Fragmento del texto
+-------+

25-11-2022
Ser mujer e investigar en contextos de violencia: una invitación a la etnografía reflexiva
Eliana del Pilar González Márquez | CINVESTAV - Alba SudEn motivo del 25 de noviembre, día contra las violencias machistas, publicamos un artículo que nos invita a reflexionar sobre el lugar que ocupamos durante el trabajo de campo y cómo influye nuestra subjetividad y cuerpo al establecer relaciones con las personas y espacios en los que investigamos.
Crédito Fotografía: Los Muertos en Pexels, bajo licencia creative commons.
En el año 2019 iniciaba oficialmente mi trabajo de campo para la tesis de maestría en Antropología Sociocultural. El 8 de abril de ese mismo año se activó la Alerta de Violencia de Género contra las mujeres (AVGM) en el Estado de Puebla, México. Los feminicidios en los diferentes municipios del Estado iban en aumento. En 2017, cuando inicié la maestría, el Estado de Puebla había superado a varios estados en su tasa de feminicidios según los datos registrados por el Secretariado Ejecutivo del Sistema Nacional de Seguridad Pública (SESNSP) de la Secretaría de Gobernación (Segob). En el constante ambiente de inseguridad hacia las mujeres era necesario reflexionar el hecho de ser mujer e investigadora.
Mi investigación giraba en torno a los procesos urbanos que se desarrollaban en el centro histórico de la ciudad, declarado Patrimonio de la Humanidad por la UNESCO en 1987. En particular, había elegido un barrio como caso de estudio por ser paradigmático de las complejas relaciones sociales que se expresan en el espacio. La ubicación de este barrio fue un elemento fundamental para elegirlo porque forma parte del perímetro de la Zona de Monumentos y por su exclusión de las intervenciones públicas de remodelación y de los beneficios de la economía turística.

+-------+

Filas de un conjunto de datos para señalar objetos:

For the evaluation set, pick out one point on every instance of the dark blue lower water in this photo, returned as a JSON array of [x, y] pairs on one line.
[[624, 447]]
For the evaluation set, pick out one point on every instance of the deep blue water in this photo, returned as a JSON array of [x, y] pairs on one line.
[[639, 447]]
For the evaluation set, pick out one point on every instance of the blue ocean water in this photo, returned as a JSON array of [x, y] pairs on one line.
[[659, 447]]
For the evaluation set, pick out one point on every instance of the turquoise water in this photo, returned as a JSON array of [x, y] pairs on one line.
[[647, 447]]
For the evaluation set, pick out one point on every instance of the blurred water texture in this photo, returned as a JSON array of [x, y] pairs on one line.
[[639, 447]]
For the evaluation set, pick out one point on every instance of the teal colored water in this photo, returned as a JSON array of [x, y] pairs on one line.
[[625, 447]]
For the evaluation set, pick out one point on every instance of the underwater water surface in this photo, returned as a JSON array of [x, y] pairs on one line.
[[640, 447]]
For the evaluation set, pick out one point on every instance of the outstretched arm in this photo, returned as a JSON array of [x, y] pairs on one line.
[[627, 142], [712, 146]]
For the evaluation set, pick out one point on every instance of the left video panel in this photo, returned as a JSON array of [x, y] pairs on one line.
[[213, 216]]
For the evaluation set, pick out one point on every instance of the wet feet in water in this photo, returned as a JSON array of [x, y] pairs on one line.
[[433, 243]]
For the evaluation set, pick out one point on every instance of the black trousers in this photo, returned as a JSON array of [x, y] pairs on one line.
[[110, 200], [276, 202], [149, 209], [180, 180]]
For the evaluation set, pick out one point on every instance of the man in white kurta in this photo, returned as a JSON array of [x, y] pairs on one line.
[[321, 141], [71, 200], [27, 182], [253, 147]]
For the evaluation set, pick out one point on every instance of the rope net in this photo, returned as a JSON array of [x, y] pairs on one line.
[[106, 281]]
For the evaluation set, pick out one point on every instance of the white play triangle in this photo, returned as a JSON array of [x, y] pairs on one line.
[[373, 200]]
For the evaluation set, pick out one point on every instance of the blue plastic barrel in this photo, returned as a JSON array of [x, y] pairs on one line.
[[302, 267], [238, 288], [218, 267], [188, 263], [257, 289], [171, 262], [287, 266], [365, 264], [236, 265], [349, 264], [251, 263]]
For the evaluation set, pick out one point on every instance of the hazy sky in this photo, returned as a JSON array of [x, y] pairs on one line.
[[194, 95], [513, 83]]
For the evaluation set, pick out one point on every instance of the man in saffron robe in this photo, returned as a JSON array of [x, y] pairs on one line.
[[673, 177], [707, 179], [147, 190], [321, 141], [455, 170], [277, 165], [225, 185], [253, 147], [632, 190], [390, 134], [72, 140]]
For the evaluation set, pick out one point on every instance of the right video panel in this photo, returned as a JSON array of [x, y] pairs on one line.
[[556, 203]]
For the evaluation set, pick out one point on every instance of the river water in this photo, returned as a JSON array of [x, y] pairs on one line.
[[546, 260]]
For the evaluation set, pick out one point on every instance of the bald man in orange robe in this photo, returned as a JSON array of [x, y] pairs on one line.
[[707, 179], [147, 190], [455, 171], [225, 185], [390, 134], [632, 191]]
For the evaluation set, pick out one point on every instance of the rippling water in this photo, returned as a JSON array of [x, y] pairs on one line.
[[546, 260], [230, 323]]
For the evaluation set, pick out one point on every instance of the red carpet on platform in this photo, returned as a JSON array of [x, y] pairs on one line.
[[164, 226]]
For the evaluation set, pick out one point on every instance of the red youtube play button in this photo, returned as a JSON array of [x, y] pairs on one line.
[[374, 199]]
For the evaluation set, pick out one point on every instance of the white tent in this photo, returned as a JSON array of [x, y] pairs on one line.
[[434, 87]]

+-------+

Consigna 1
Reproduce de forma íntegra el texto sobre ser mujer e investigar en contextos de violencia.
Consigna 2
Copia las entradas desde la primera hasta la línea que contiene "[[110, 200], [276, 202], [149, 209], [180, 180]]", ambas incluidas, sustituyendo "evaluation set" por "test set" sin modificar nada más.

Resultado 1
25-11-2022
Ser mujer e investigar en contextos de violencia: una invitación a la etnografía reflexiva
Eliana del Pilar González Márquez | CINVESTAV - Alba SudEn motivo del 25 de noviembre, día contra las violencias machistas, publicamos un artículo que nos invita a reflexionar sobre el lugar que ocupamos durante el trabajo de campo y cómo influye nuestra subjetividad y cuerpo al establecer relaciones con las personas y espacios en los que investigamos.
Crédito Fotografía: Los Muertos en Pexels, bajo licencia creative commons.
En el año 2019 iniciaba oficialmente mi trabajo de campo para la tesis de maestría en Antropología Sociocultural. El 8 de abril de ese mismo año se activó la Alerta de Violencia de Género contra las mujeres (AVGM) en el Estado de Puebla, México. Los feminicidios en los diferentes municipios del Estado iban en aumento. En 2017, cuando inicié la maestría, el Estado de Puebla había superado a varios estados en su tasa de feminicidios según los datos registrados por el Secretariado Ejecutivo del Sistema Nacional de Seguridad Pública (SESNSP) de la Secretaría de Gobernación (Segob). En el constante ambiente de inseguridad hacia las mujeres era necesario reflexionar el hecho de ser mujer e investigadora.
Mi investigación giraba en torno a los procesos urbanos que se desarrollaban en el centro histórico de la ciudad, declarado Patrimonio de la Humanidad por la UNESCO en 1987. En particular, había elegido un barrio como caso de estudio por ser paradigmático de las complejas relaciones sociales que se expresan en el espacio. La ubicación de este barrio fue un elemento fundamental para elegirlo porque forma parte del perímetro de la Zona de Monumentos y por su exclusión de las intervenciones públicas de remodelación y de los beneficios de la economía turística.

Resultado 2
For the test set, pick out one point on every instance of the dark blue lower water in this photo, returned as a JSON array of [x, y] pairs on one line.
[[624, 447]]
For the test set, pick out one point on every instance of the deep blue water in this photo, returned as a JSON array of [x, y] pairs on one line.
[[639, 447]]
For the test set, pick out one point on every instance of the blue ocean water in this photo, returned as a JSON array of [x, y] pairs on one line.
[[659, 447]]
For the test set, pick out one point on every instance of the turquoise water in this photo, returned as a JSON array of [x, y] pairs on one line.
[[647, 447]]
For the test set, pick out one point on every instance of the blurred water texture in this photo, returned as a JSON array of [x, y] pairs on one line.
[[639, 447]]
For the test set, pick out one point on every instance of the teal colored water in this photo, returned as a JSON array of [x, y] pairs on one line.
[[625, 447]]
For the test set, pick out one point on every instance of the underwater water surface in this photo, returned as a JSON array of [x, y] pairs on one line.
[[640, 447]]
For the test set, pick out one point on every instance of the outstretched arm in this photo, returned as a JSON array of [x, y] pairs on one line.
[[627, 142], [712, 146]]
For the test set, pick out one point on every instance of the left video panel in this photo, returned as a JSON array of [x, y] pairs on one line.
[[213, 216]]
For the test set, pick out one point on every instance of the wet feet in water in this photo, returned as a JSON array of [x, y] pairs on one line.
[[433, 243]]
For the test set, pick out one point on every instance of the black trousers in this photo, returned as a JSON array of [x, y] pairs on one line.
[[110, 200], [276, 202], [149, 209], [180, 180]]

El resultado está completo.